Extrait du texte:
################

Le changement a été perçu alors que les erreurs commises au Liban n'ont pas encore été oubliées. L'opération Plomb durci de l'hiver dernier a donné l'occasion de prouver la puissance de combat de l'armée d'Israël, sa détermination et sa préparation. Les objectifs aussi ont été repensés. Plus modestes et plus accessibles qu'en 2006. Il s'agit alors de ramener le calme et la sécurité dans le Sud. La situation est extrêmement fragile. Le Hamas continue de se renforcer et d'acquérir des missiles capables de frapper Tel-Aviv. Les chiffres parlent d'eux-mêmes : en 2008, plus de 2 000 roquettes ont été tirées sur Israël, en 2009, on n'en compte plus que 200 - outre les centaines tirées durant les premières semaines de janvier.
"Nous connaissons un moment paisible. Mais c'est une fragile réalité !", a déclaré Ashkenazi lors d'une visite au siège du commandement responsable de l'exercice en cours. "Nous devons nous adapter à la nature changeante des guerres d'aujourd'hui. Les modifications opérées ont causé une menace pour le front intérieur et l'ont transformé en une arène opérationnelle." Ashkenazi se met en tête de développer les forces militaires de Tsahal. "L'armée israélienne doit faire face à des défis et des menaces que présentent des ennemis qui doivent encore accepter notre existence ici."
Barak et Ashkenazi, les frères ennemis
Au-delà de ces dangers, Tsahal se trouve confronté à une nouvelle sorte de menaces : le programme nucléaire iranien. La Défense soutient les appels lancés par la communauté internationale et cherche à augmenter les pressions envisagées contre l'Iran. Ashkenazi est un fervent partisan des sanctions, depuis la prise de ses fonctions. Il a, lors de pourparlers tenus à huis clos, exprimé à plusieurs reprises ses convictions : le régime de Téhéran est rationnel, et céderait à d'importantes pressions économiques.
Mais en même temps, Ashkenazi est chargé d'un autre rôle : celui de superviser les préparations des militaires israéliens à un éventuel ordre de bombardement des installations nucléaires de l'Iran. Ce scénario est assimilé par l'ensemble des responsables des forces aériennes. La question, explique l'un des officiers, "n'est plus de savoir si nous pouvons le faire, mais si nous devons".
Autant de tensions qui empoisonnent les relations entre le général et le ministre de la Défense, Ehoud Barak. L'idée de prolonger le mandat d'Ashkenazi a flotté dans les airs, en particulier depuis que le gouvernement a successivement reconduit les fonctions du chef du Mossad, Meir Dagan, et du chef du Shin Bet (Agence israélienne de sécurité), Youval Diskin. Si les problèmes sont tels que ces deux pontes de la sécurité doivent se maintenir à leurs postes, pourquoi n'en serait-il pas de même pour Ashkenazi ? La différence est pourtant de taille. Dans le cas de Dagan et Diskin, l'homme qui prend les décisions finales est le Premier ministre, et non le ministre de la Défense, qui aimerait bien reprendre les rênes du gouvernement.

################

Entrées présentées:
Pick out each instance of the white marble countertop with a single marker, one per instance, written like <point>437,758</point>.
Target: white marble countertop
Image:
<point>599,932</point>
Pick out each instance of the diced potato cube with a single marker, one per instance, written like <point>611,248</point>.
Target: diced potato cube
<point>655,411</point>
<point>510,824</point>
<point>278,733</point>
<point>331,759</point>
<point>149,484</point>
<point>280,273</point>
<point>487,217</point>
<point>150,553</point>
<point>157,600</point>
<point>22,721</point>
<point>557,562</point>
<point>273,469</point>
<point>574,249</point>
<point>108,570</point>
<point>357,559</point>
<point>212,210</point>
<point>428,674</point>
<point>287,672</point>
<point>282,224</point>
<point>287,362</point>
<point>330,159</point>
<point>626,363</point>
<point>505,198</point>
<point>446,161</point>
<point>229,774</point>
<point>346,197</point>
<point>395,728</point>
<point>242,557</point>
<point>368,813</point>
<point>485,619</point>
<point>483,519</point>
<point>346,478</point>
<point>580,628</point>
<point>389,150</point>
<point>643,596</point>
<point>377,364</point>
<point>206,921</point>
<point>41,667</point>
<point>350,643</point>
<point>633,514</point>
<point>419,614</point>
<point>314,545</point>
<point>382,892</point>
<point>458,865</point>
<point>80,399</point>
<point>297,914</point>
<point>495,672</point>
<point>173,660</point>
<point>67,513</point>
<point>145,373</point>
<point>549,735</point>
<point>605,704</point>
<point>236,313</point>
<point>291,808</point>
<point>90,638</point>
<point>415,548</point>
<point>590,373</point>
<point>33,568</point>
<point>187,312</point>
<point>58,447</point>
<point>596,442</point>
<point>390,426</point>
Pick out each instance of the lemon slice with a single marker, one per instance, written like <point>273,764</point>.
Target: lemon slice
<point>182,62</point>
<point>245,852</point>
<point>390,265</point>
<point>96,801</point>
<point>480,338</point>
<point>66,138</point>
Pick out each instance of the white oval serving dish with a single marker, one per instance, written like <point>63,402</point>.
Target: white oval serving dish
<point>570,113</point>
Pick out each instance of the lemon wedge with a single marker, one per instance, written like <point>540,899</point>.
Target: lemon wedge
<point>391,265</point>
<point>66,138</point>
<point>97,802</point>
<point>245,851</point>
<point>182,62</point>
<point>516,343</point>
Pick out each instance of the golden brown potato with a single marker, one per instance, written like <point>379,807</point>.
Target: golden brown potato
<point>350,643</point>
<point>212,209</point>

################

Travail à faire:
1. Dressez la liste de toutes les personnes nommées dans l'extrait sur Tsahal et Ashkenazi.
2. Selon l'extrait sur Tsahal et Ashkenazi, combien de roquettes ont été tirées sur Israël en 2008 ?
3. Mettez à jour le passage de l'extrait sur Tsahal et Ashkenazi en commençant par "Autant de tensions" et en allant jusqu'à "rênes du gouvernement.", avec "pontes" remplacé par "responsables".

Réponses par tâche:
1.
Ashkenazi
Ehoud Barak
Meir Dagan
Youval Diskin

2. Plus de 2 000 roquettes.

3.
Autant de tensions qui empoisonnent les relations entre le général et le ministre de la Défense, Ehoud Barak. L'idée de prolonger le mandat d'Ashkenazi a flotté dans les airs, en particulier depuis que le gouvernement a successivement reconduit les fonctions du chef du Mossad, Meir Dagan, et du chef du Shin Bet (Agence israélienne de sécurité), Youval Diskin. Si les problèmes sont tels que ces deux responsables de la sécurité doivent se maintenir à leurs postes, pourquoi n'en serait-il pas de même pour Ashkenazi ? La différence est pourtant de taille. Dans le cas de Dagan et Diskin, l'homme qui prend les décisions finales est le Premier ministre, et non le ministre de la Défense, qui aimerait bien reprendre les rênes du gouvernement.